● **Arbeitsauftrag A**: Welche Partnerfirmen übernehmen laut dem Ausgangstext über SAP-Lösungen in Kliniken den behandlungsrelevanten Teil IS-H*med?
● **Arbeitsauftrag B**: Setze den Ausgangstext über SAP-Lösungen in Kliniken nach seinem letzten Satz fort.

● **Ausgangstext**:
----------

Spiele um Macht und Kompetenzen

Auch Wolfgang Steinbeis, Abteilungsleiter für Finanz- und Patientenangelegenheiten der Uniklinken in München, verweist in diesem Zusammenhang auf Machtspiele hinter den Kulissen und die weit verbreitete Angst vor Kompetenzverlusten. Es sei nicht zwangläufig notwendig, dass jede Klinik für sich alleine arbeite, aber "das wird halt so gemacht". Von den im Prüfungsbericht aufgeführten Problemen der Uniklinken in München will Steinbeis nichts wissen: "Davon höre ich zum ersten Mal." Erst auf weitere Nachfragen räumt er punktuelle Schwachstellen der SAP-Lösungen ein. So könnten beispielsweise ambulante Dienste nicht mit IS-H abgewickelt werden. Auch die Probleme mit den Überstundenlisten und Dienstplänen im HR-System beständen weiter. Dies resultiere jedoch daraus, dass HR nur als Datenlieferant für die Bezirksfinanzdirektion verwendet werde und nicht für die Abrechnung selbst, erläutert Steinbeis. Ansonsten gebe es seit Einführung der SAP-Module keine Schwierigkeiten. Alles habe im Zeitplan gelegen.

1996 sah Steinbeis das allerdings noch anders. In einem von ihm mit verfassten Bericht heißt es, nach Einführung von IS-H im ersten Quartal 1996 sei eine "intensive längerfristige Anwenderbetreuung und Nachschulung notwendig" gewesen. Außerdem stellte der Bericht das Server-Konzept der Unikliniken in Frage. Eventuelle Änderungen des Konzepts wollte die IT-Abteilung der Uniklinik nicht bestätigen.

Ein Problem sei, dass SAP keine volle Lösung für den Klinikbereich biete, berichtet Franz Jobst, Arbeitskreissprecher für das Segment Kliniklösungen bei der Deutschen SAP Anwender Gruppe (DSAG). So trennten die Walldorfer zwischen dem abrechnungsrelevanten Bereich (IS-H) und dem behandlungsrelevanten Teil der Lösung (IS-H*med), der von Partnerfirmen wie der GSD in Berlin und T-Systems in Wien erledigt wird. Diese Trennung ist von den Anwendern jedoch kaum wahrzunehmen, so dass unklar bleibt, wo der SAP-Bereich aufhört und Angebote von Drittanbietern ansetzen.

Auch die Zusammenarbeit der DSAG mit der SAP funktioniere nicht reibungslos, kritisiert Jobst. Bei Anträgen und Einwänden verwiesen die SAP-Verantwortlichen gerne auf Drittanbieter und Dienstleister. SAP fürchte wohl um die Rentabilität des Geschäfts und dass sie daraus resultierende Anforderungen nicht in den Griff bekomme. Man müsse immer darauf gefasst sein, dass SAP sage: "Das ist nicht unser Teil." Dadurch entstehe oft der Eindruck, SAP schiebe Kundenbedürfnisse beiseite. So sei beispielsweise der Antrag der DSAG, die Kliniklösung bei den kassenärztlichen Vereinigungen für die Abrechnung von Ambulanzen zu zertifizieren, von SAP abgelehnt worden. Das gehöre nicht zum Portfolio, verlautete aus der Walldorfer Firmenzentrale.

----------

● **Bereitgestellte Einträge**:
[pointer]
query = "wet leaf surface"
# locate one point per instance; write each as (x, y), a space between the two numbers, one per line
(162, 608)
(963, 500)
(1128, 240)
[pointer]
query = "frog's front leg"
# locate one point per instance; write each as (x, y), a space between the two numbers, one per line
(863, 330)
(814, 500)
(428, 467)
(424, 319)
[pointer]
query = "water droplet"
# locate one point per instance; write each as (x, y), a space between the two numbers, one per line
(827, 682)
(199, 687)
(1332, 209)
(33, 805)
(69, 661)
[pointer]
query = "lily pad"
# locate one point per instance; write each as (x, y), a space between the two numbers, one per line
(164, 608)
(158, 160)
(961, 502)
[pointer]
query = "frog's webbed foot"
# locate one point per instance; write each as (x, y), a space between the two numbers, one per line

----------

● **Lösung der Aufgabe A**: Die GSD in Berlin und T-Systems in Wien.

● **Lösung der Aufgabe B**:
Diese Kritik will Harald Pitz, Produkt-Manager für das Segment Mysap Healthcare, nicht gelten lassen. Das Lösungsangebot beruhe darauf, den Kunden durchgängige Prozesse anzubieten. Dies erfordere jedoch auch eine gewisse Flexibilität. So gebe es Prozesse wie die Abrechnung, die stark standardisiert seien. Andere Bereiche erforderten dagegen individuelle Lösungen, die zusammen mit Partnern und Dienstleistern implementiert werden könnten. So biete SAP beispielsweise im Rahmen der ambulanten Abrechnung die Möglichkeit, Systeme von Partnerunternehmen anzubinden. Die entsprechenden Schnittstellen seien zertifiziert.

Auch die Kritik des Rechnungshofberichts prallt an der SAP ab. Die Ausführungen zeigten lediglich, dass der Prozessablauf in den Klinikeinrichtungen stark durch Gesetze und die Gesundheitsreform geprägt sei. Deshalb gingen die einzelnen Häuser unterschiedliche Wege, berichtet Pitz. Manche würden von Anfang an tiefer in die SAP-Lösung einsteigen, andere setzten noch andere Komponenten ein. An der Grundaussage, dass mit dem Einsatz der kompletten SAP-Kliniklösung Geld gespart würde, könnten auch die Rechnungsprüfer nicht rütteln.

Das sehen Insider jedoch anders. Man müsste einmal eine Liste mit den Schäden aufstellen, die aufgrund von gescheiterten Einführungen und Release-Wechseln entstanden seien, fordert ein betroffener Anwender. Gerade die Stabilität und Fehlerfreiheit von neuen Releases sei in der letzten Zeit nicht vorhanden gewesen. Die Qualität der IS-H-Lösungen habe hier deutlich zu wünschen übrig gelassen. Darunter habe der Ruf der SAP im Gesundheitsbereich gelitten.